--- Exercice ---
Remettez à l'échelle les lignes comprises entre celle qui contient « like [[614, 160]]. » et celle qui contient « 214], [951, 187]] », incluses, en les recopiant en entier. Multipliez chaque coordonnée des réponses par 0,6 et arrondissez-la à l'entier le plus proche, les demis étant arrondis vers le haut, sans toucher aux nombres des entrées.

--- Données fournies ---
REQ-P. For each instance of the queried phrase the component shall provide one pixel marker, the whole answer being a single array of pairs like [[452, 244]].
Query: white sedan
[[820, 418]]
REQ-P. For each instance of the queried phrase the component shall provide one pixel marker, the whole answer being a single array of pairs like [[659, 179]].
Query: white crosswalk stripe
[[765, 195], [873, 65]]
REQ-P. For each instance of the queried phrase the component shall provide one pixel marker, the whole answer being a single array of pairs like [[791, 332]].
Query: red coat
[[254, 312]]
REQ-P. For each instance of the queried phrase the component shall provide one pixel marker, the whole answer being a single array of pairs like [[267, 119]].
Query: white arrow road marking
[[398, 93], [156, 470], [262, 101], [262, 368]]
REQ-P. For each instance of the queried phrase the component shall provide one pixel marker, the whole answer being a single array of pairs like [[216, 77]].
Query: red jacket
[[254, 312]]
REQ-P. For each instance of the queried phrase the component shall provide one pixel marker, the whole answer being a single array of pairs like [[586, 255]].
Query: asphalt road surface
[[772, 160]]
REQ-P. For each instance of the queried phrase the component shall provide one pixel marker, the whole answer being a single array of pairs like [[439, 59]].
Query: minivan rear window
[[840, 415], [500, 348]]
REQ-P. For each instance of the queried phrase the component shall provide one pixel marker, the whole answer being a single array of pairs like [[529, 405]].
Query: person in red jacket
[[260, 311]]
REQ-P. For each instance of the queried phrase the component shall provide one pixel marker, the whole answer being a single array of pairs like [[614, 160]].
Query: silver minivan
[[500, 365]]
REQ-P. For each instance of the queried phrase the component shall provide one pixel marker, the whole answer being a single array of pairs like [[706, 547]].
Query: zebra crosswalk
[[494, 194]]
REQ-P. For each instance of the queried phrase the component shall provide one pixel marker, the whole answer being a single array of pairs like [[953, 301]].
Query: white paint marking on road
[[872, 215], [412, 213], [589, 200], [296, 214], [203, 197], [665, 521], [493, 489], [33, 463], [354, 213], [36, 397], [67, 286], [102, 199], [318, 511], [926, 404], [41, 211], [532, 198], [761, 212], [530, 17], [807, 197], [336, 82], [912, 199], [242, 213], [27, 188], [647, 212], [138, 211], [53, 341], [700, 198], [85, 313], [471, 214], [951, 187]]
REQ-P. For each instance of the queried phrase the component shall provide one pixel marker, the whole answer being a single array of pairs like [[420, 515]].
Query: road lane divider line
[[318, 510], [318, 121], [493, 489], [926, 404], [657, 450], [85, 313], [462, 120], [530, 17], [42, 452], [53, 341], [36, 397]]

--- Résultat ---
REQ-P. For each instance of the queried phrase the component shall provide one pixel marker, the whole answer being a single array of pairs like [[614, 160]].
Query: silver minivan
[[300, 219]]
REQ-P. For each instance of the queried phrase the component shall provide one pixel marker, the whole answer being a single array of pairs like [[706, 547]].
Query: zebra crosswalk
[[296, 116]]
REQ-P. For each instance of the queried phrase the component shall provide one pixel marker, the whole answer being a single array of pairs like [[953, 301]].
Query: white paint marking on road
[[523, 129], [247, 128], [353, 120], [178, 128], [122, 118], [399, 313], [296, 293], [20, 278], [212, 128], [22, 238], [40, 172], [61, 119], [191, 307], [556, 242], [25, 127], [319, 119], [457, 127], [318, 10], [484, 118], [202, 49], [547, 119], [145, 128], [16, 113], [388, 127], [83, 127], [32, 205], [420, 119], [51, 188], [283, 128], [571, 112]]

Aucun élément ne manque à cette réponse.